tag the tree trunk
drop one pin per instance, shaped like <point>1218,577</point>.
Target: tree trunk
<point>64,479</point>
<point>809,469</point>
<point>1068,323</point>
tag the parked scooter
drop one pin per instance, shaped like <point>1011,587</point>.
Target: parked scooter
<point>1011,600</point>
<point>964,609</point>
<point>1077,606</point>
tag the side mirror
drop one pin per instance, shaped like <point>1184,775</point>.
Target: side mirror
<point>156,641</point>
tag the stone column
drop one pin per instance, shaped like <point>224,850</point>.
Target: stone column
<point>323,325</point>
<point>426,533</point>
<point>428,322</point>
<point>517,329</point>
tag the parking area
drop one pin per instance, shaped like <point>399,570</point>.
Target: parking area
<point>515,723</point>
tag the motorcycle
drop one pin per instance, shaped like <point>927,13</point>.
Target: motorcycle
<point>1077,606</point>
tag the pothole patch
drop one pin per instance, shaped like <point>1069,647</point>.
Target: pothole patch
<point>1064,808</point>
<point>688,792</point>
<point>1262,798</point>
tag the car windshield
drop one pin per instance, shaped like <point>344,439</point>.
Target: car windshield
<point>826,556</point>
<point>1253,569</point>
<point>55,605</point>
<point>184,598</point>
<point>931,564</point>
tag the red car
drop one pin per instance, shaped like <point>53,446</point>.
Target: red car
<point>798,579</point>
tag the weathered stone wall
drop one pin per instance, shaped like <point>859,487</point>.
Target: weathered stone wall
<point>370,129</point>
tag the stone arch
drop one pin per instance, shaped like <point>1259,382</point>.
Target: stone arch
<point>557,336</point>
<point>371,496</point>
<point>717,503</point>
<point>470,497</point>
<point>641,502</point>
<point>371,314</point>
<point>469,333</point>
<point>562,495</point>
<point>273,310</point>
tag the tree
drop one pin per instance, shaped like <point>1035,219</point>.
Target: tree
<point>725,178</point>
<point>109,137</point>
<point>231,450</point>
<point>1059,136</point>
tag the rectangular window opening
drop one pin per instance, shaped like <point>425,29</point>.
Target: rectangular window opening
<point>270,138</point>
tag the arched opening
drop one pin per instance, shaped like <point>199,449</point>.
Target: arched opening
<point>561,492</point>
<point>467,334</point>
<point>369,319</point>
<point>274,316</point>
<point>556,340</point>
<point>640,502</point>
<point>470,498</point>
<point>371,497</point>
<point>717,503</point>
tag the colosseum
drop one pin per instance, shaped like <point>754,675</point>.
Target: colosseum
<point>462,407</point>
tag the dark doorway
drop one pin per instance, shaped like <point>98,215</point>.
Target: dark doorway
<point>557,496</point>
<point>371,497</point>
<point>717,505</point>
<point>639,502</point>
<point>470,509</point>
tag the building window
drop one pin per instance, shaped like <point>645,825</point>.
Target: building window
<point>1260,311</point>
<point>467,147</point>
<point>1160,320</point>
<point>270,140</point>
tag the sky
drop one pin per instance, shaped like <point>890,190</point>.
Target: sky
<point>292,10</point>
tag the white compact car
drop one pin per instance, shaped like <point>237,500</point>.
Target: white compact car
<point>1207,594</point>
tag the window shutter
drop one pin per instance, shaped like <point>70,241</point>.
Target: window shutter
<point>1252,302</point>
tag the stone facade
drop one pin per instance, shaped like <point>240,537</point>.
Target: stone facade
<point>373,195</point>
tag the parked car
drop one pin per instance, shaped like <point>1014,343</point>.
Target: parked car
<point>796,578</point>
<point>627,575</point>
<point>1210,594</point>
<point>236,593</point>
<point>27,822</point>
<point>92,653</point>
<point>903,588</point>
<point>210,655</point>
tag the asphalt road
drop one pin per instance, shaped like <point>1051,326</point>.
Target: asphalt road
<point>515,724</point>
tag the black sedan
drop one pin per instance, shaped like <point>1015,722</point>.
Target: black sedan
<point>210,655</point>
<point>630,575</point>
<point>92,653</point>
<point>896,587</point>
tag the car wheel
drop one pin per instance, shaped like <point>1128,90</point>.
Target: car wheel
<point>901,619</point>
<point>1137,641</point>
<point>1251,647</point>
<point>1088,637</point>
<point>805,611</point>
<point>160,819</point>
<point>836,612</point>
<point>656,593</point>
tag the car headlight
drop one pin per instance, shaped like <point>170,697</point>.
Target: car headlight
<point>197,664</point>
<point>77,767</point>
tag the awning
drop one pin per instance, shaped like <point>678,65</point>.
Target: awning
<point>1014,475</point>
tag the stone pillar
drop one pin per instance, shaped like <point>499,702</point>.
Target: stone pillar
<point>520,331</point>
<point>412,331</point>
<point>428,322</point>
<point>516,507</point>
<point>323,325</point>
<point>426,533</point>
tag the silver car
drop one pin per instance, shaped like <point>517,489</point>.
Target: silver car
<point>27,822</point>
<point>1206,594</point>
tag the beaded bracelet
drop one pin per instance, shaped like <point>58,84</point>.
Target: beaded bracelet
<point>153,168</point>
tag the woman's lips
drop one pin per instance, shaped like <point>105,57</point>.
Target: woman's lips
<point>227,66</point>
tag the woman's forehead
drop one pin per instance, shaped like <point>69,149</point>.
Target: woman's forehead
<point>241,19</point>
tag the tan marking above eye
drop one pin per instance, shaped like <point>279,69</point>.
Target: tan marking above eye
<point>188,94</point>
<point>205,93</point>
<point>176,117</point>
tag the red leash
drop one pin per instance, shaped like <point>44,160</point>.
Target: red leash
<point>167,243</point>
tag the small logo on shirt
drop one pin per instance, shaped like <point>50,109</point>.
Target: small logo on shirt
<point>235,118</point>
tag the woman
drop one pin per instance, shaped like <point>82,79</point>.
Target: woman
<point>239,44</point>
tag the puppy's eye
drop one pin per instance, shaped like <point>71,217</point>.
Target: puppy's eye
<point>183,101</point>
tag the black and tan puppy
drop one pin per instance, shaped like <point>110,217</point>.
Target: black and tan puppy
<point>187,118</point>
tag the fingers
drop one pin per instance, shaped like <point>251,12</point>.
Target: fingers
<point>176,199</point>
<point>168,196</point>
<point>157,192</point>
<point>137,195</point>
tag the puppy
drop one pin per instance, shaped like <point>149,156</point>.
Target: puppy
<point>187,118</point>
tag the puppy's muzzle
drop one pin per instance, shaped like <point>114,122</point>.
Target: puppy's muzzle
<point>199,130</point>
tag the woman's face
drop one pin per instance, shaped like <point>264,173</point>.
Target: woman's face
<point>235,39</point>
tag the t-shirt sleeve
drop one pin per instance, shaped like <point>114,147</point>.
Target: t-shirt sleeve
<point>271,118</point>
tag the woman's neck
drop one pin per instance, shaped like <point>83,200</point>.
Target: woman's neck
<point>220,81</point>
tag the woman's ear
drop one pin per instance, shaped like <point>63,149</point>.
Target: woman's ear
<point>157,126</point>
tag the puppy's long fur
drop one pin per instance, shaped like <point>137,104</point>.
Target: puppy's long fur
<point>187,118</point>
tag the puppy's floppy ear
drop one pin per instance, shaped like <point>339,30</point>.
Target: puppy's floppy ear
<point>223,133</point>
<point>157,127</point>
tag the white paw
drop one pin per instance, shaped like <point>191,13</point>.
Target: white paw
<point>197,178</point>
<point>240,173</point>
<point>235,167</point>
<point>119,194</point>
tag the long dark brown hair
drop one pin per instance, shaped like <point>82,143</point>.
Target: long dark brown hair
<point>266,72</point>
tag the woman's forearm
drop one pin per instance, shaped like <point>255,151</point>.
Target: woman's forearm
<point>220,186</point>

> **TASK BRIEF**:
Rewrite all of the data above as a JSON list of strings, with one string for each line and no blank lines.

> **WRITTEN REPLY**:
[
  "tag the tree trunk",
  "drop one pin per instance, shaped like <point>1218,577</point>.",
  "Target: tree trunk",
  "<point>64,479</point>",
  "<point>809,469</point>",
  "<point>1068,323</point>",
  "tag the parked scooter",
  "drop one pin per instance, shaped like <point>1011,587</point>.",
  "Target: parked scooter",
  "<point>1011,600</point>",
  "<point>964,609</point>",
  "<point>1077,606</point>",
  "tag the side mirror",
  "drop one pin per instance, shaped like <point>1184,775</point>.",
  "Target: side mirror",
  "<point>156,641</point>",
  "tag the stone column",
  "drop one pin per instance, shaped like <point>224,850</point>.",
  "Target: stone column",
  "<point>323,325</point>",
  "<point>426,533</point>",
  "<point>428,322</point>",
  "<point>517,329</point>",
  "tag the parking area",
  "drop one pin per instance, shaped like <point>399,570</point>.",
  "Target: parking area",
  "<point>515,723</point>",
  "tag the motorcycle",
  "drop one pin per instance, shaped like <point>927,13</point>.",
  "Target: motorcycle",
  "<point>1077,606</point>",
  "tag the pothole patch",
  "drop one pin per instance, shaped like <point>1069,647</point>.",
  "Target: pothole patch",
  "<point>1064,808</point>",
  "<point>688,792</point>",
  "<point>1262,798</point>",
  "tag the car windshield",
  "drop one pin per instance, shaped like <point>344,439</point>.",
  "Target: car windshield",
  "<point>826,556</point>",
  "<point>1253,569</point>",
  "<point>55,605</point>",
  "<point>184,598</point>",
  "<point>931,564</point>",
  "tag the red car",
  "drop one pin per instance, shaped like <point>53,446</point>.",
  "Target: red car",
  "<point>798,579</point>",
  "tag the weathered stone wall",
  "drop one pin per instance, shaped like <point>859,487</point>.",
  "Target: weathered stone wall",
  "<point>370,129</point>",
  "tag the stone arch",
  "drop one pin per instance, shaped like <point>1259,382</point>.",
  "Target: stone arch",
  "<point>557,336</point>",
  "<point>371,496</point>",
  "<point>717,503</point>",
  "<point>470,497</point>",
  "<point>641,502</point>",
  "<point>371,314</point>",
  "<point>469,333</point>",
  "<point>562,495</point>",
  "<point>273,310</point>",
  "tag the tree",
  "drop one pin per instance, shaped like <point>1035,219</point>.",
  "Target: tree",
  "<point>725,178</point>",
  "<point>109,137</point>",
  "<point>231,450</point>",
  "<point>1059,136</point>",
  "tag the rectangular window opening",
  "drop one pin per instance, shaped like <point>425,29</point>.",
  "Target: rectangular window opening",
  "<point>270,138</point>",
  "tag the arched opening",
  "drop one pin per instance, shaped like <point>199,449</point>.",
  "Target: arched opening",
  "<point>561,492</point>",
  "<point>467,334</point>",
  "<point>369,319</point>",
  "<point>274,316</point>",
  "<point>556,340</point>",
  "<point>640,502</point>",
  "<point>470,498</point>",
  "<point>371,497</point>",
  "<point>717,503</point>",
  "tag the colosseum",
  "drop one pin per instance, shaped like <point>754,675</point>.",
  "Target: colosseum",
  "<point>462,407</point>",
  "tag the dark doorway",
  "drop one pin per instance, shaped like <point>98,215</point>.",
  "Target: dark doorway",
  "<point>557,496</point>",
  "<point>371,497</point>",
  "<point>717,505</point>",
  "<point>639,502</point>",
  "<point>470,509</point>",
  "tag the building window",
  "drop one pin per instance, shaped like <point>645,825</point>.",
  "Target: building window",
  "<point>1260,311</point>",
  "<point>467,147</point>",
  "<point>1160,320</point>",
  "<point>270,140</point>",
  "tag the sky",
  "drop one pin per instance, shaped like <point>890,190</point>.",
  "Target: sky",
  "<point>292,10</point>",
  "tag the white compact car",
  "drop one pin per instance, shaped like <point>237,500</point>.",
  "Target: white compact car",
  "<point>1207,594</point>",
  "tag the window shutter",
  "drop one pin per instance, shaped like <point>70,241</point>.",
  "Target: window shutter",
  "<point>1252,302</point>",
  "tag the stone facade",
  "drop one pin per instance, shaped like <point>240,537</point>.",
  "Target: stone facade",
  "<point>373,195</point>",
  "tag the parked car",
  "drop one pin per instance, shaped like <point>1014,343</point>.",
  "Target: parked car",
  "<point>796,578</point>",
  "<point>627,575</point>",
  "<point>1210,594</point>",
  "<point>236,593</point>",
  "<point>27,822</point>",
  "<point>92,653</point>",
  "<point>903,588</point>",
  "<point>210,655</point>",
  "tag the asphalt road",
  "drop one pin per instance, shaped like <point>1051,326</point>.",
  "Target: asphalt road",
  "<point>515,724</point>",
  "tag the black sedan",
  "drop one pin per instance, shaped like <point>1015,722</point>.",
  "Target: black sedan",
  "<point>210,655</point>",
  "<point>630,575</point>",
  "<point>92,653</point>",
  "<point>896,587</point>",
  "tag the car wheel",
  "drop one pin per instance, shaped like <point>1128,90</point>.",
  "Target: car wheel",
  "<point>901,619</point>",
  "<point>1137,641</point>",
  "<point>1251,647</point>",
  "<point>1088,637</point>",
  "<point>805,611</point>",
  "<point>160,819</point>",
  "<point>836,612</point>",
  "<point>656,593</point>",
  "tag the car headlight",
  "drop one pin per instance, shaped like <point>170,697</point>.",
  "Target: car headlight",
  "<point>197,664</point>",
  "<point>77,767</point>",
  "tag the awning",
  "drop one pin per instance, shaped like <point>678,65</point>.",
  "Target: awning",
  "<point>1014,475</point>",
  "tag the stone pillar",
  "drop one pin per instance, shaped like <point>499,702</point>.",
  "Target: stone pillar",
  "<point>520,331</point>",
  "<point>412,331</point>",
  "<point>428,322</point>",
  "<point>516,507</point>",
  "<point>323,325</point>",
  "<point>426,533</point>",
  "tag the silver car",
  "drop one pin per instance, shaped like <point>517,489</point>.",
  "Target: silver car",
  "<point>27,822</point>",
  "<point>1206,594</point>",
  "tag the beaded bracelet",
  "drop one pin per instance, shaped like <point>58,84</point>.",
  "Target: beaded bracelet",
  "<point>153,168</point>",
  "tag the woman's lips",
  "drop one pin per instance, shaped like <point>105,57</point>.",
  "Target: woman's lips",
  "<point>227,66</point>",
  "tag the woman's forehead",
  "drop one pin per instance, shaped like <point>69,149</point>.",
  "Target: woman's forehead",
  "<point>241,19</point>",
  "tag the tan marking above eye",
  "drop one pin per instance, shaped like <point>279,69</point>.",
  "Target: tan marking above eye",
  "<point>188,94</point>",
  "<point>205,93</point>",
  "<point>176,117</point>",
  "tag the red leash",
  "drop one pin per instance, shaped like <point>44,160</point>.",
  "Target: red leash",
  "<point>167,243</point>",
  "tag the small logo on shirt",
  "drop one pin per instance, shaped like <point>50,109</point>.",
  "Target: small logo on shirt",
  "<point>235,118</point>",
  "tag the woman",
  "drop one pin per instance, shaped like <point>82,79</point>.",
  "Target: woman",
  "<point>239,44</point>",
  "tag the puppy's eye",
  "drop one pin per instance, shaped like <point>71,217</point>.",
  "Target: puppy's eye",
  "<point>183,101</point>",
  "tag the black and tan puppy",
  "drop one pin per instance, shaped like <point>110,217</point>.",
  "Target: black and tan puppy",
  "<point>187,118</point>",
  "tag the fingers",
  "drop one pin per instance, shaped like <point>251,12</point>.",
  "Target: fingers",
  "<point>176,199</point>",
  "<point>168,196</point>",
  "<point>157,192</point>",
  "<point>137,195</point>",
  "tag the puppy",
  "drop one pin per instance, shaped like <point>149,156</point>.",
  "Target: puppy",
  "<point>187,118</point>",
  "tag the puppy's muzzle",
  "drop one pin per instance, shaped like <point>114,122</point>.",
  "Target: puppy's muzzle",
  "<point>199,130</point>",
  "tag the woman's face",
  "drop one pin per instance, shaped like <point>264,173</point>.",
  "Target: woman's face",
  "<point>235,39</point>",
  "tag the t-shirt sleeve",
  "drop one pin per instance, shaped like <point>114,147</point>.",
  "Target: t-shirt sleeve",
  "<point>271,118</point>",
  "tag the woman's neck",
  "drop one pin per instance, shaped like <point>83,200</point>.",
  "Target: woman's neck",
  "<point>220,81</point>",
  "tag the woman's ear",
  "drop one pin per instance, shaped like <point>63,149</point>.",
  "Target: woman's ear",
  "<point>157,126</point>",
  "tag the puppy's long fur",
  "drop one pin per instance, shaped like <point>137,104</point>.",
  "Target: puppy's long fur",
  "<point>187,118</point>",
  "tag the puppy's floppy ear",
  "drop one pin per instance, shaped like <point>339,30</point>.",
  "Target: puppy's floppy ear",
  "<point>223,133</point>",
  "<point>157,127</point>",
  "tag the white paw",
  "drop one pin per instance, shaped like <point>191,13</point>.",
  "Target: white paw",
  "<point>197,178</point>",
  "<point>240,173</point>",
  "<point>235,167</point>",
  "<point>119,194</point>",
  "tag the long dark brown hair",
  "drop one pin per instance, shaped like <point>82,143</point>.",
  "Target: long dark brown hair",
  "<point>266,72</point>",
  "tag the woman's forearm",
  "drop one pin per instance, shaped like <point>255,151</point>.",
  "Target: woman's forearm",
  "<point>220,186</point>"
]